_TEXT TO READ:_
## start
Extra Place Offers


Difficulty: Hard Read time: 8 mins

Extra place offers are a must if you’re serious about maximising your matched betting profits.

Bookmakers will often pay an extra place on select events such as big horse races or golf tournaments. This gives us an opportunity to risk a small amount for big returns.

Extra place offers are available to all customers, even those who have been gubbed, so it’s a great way of boosting your profits each day.

What is an extra place offer?

Before reading this guide, it’s important that you have an understanding of how each way bets work. If you’re unfamiliar with each way bets, please see the ‘Each way betting explained’ section at the beginning of my Each Way Arbing guide.

I’m going to focus on horse racing as that’s by far the most popular type of extra place offer. As mentioned above though, keep an eye out for extra place offers on other sporting events, particularly big golf tournaments.

Generally speaking, all bookmakers tend to pay the same amount of places, depending on the amount of runners and the type of race as follows…

Race Type/Runners Places Odds
Handicaps of more than 15 runners 4 1/4
Handicaps of 12-15 runners 3 1/4
All other races of more than 7 runners 3 1/5
All races of 5-7 runners 2 1/4
All races of less than 5 runners Win only -

The ‘Place’ market at the betting exchange usually matches the standard amount of places paid by the bookmaker, so when a bookmaker offers to pay more places than the betting exchange, it gives us an opportunity.

We can simply place our each way bet at the bookmaker and then lay the individual ‘Win’ and ‘Place’ parts at the betting exchange.

Let’s say the bookmaker is paying 4 places and the exchange market is for 3 places. If our selection finishes in exactly 4th place, we’ll win the place part of our each way bet at the bookmaker (because our selection finished in the top 4). We’ll also win our place lay bet at the betting exchange (because our horse didn’t place in the top 3).

As you can see, it’s the place part of our bets that give us an edge and the potential to make some rather tidy profits.

Don’t worry if that doesn’t quite make sense at this point, things will become clearer as we work through an example.

Picking the right horse

You’ll find an ‘Extra Place Offers’ post on my blog homepage each morning which lists the extra place races for that particular day. The bookmakers tend to go big on Saturdays and during the big festivals, but there are usually a handful of extra place races each day.

You’ll also find them advertised on the bookmaker’s homepage and through their social media channels.

Obviously, there’s no way of knowing which horse is going to finish in that exact extra place. The strategy, therefore, is to find horses that give us a small qualifying loss and big potential returns.

Allow me to introduce you to the Extra Place Matcher, a new tool recently launched by OddsMonkey…

Extra Place Matcher for Horse Racing

The Extra Place Matcher trawls the latest odds and highlights any profitable opportunities in an instant. Just select one of the extra place races from the drop-down menu at the top and away you go.

There’s absolutely nothing wrong with manually searching for selections, however, the Extra Place Matcher tool really does save you a lot of the legwork.
## end
_GIVEN INFORMATION:_
## start
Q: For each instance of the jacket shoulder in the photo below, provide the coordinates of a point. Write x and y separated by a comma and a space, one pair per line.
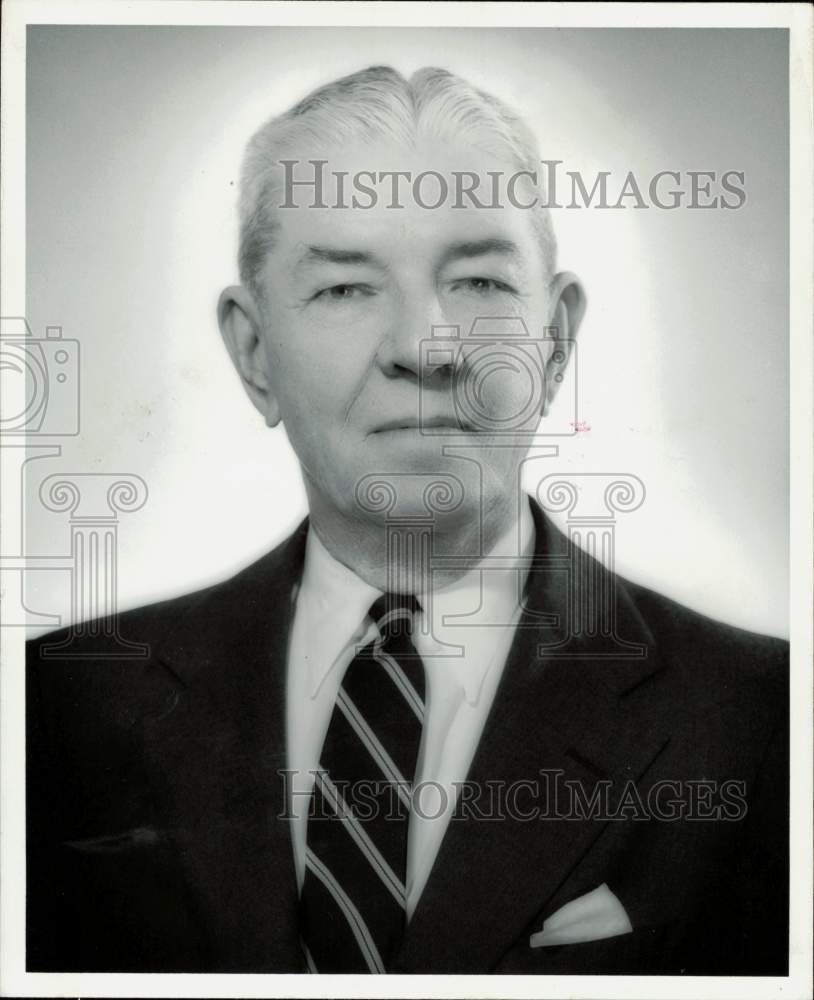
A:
712, 657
## end
_REQUESTS:_
A - Do these statements agree with the guide on extra place offers? Answer yes or no for each and quote the words of the guide that settle it.
(i) Customers who have been gubbed can still take extra place offers.
(ii) Handicaps of 12-15 runners are generally paid on 4 places.
(iii) The guide concentrates on golf tournaments because they are the most popular type of extra place offer.
B - Write the next part of the guide on extra place offers, picking up after its last sentence.

_RESPONSES:_
A -
(i) Yes: "Extra place offers are available to all customers, even those who have been gubbed"
(ii) No: "Handicaps of 12-15 runners 3 1/4"
(iii) No: "I’m going to focus on horse racing as that’s by far the most popular type of extra place offer"

B -
How to profit from an extra place offer

I’m now going to walk you through an example of a bet I placed on the 17:20 at Newmarket on Saturday 30th September 2017. Betfred were paying 5 places instead of 4, with the place part being paid at 1/5 odds.

Always be aware of the minimum amount of runners required for the bookmaker to pay the extra place(s). For this particular race, a minimum of 16 runners were required, otherwise standard each way terms would apply.

There were 18 horses running and having looked at the Extra Place Matcher search results above, I opted to place my bet on Qeyaadah…

Betfred Odds on Qeyaadah
Betfred back odds for Qeyaadah
Betfair Qeyaadah Win Odds
Betfair lay odds for Qeyaadah ‘To Win’
Betfair Qeyaadah Place Odds
Betfair lay odds for Qeyaadah ‘To Place – Top 4’

Once you’ve done a couple of extra place offers, you’ll be able to spot the profitable horses at a glance.

As explained in my Each Way Arbing guide, to work out the bookmaker place odds, we just divide the fractional win odds of 14/1 by 5, which gives us 2.8/1. Calculating the place odds from a decimal is almost the same, we just need to subtract 1.00 at the start (to account for the stake) and then add it back on at the end…

15.00 – 1.00 = 14.00…
…14.00 / 5 = 2.80…
…2.80 + 1.00 = 3.80

So, as you can see, I was getting really tight odds on both the win (15.00 & 15.00) and place (3.80 & 3.85) parts of the bet, which made for a profitable opportunity.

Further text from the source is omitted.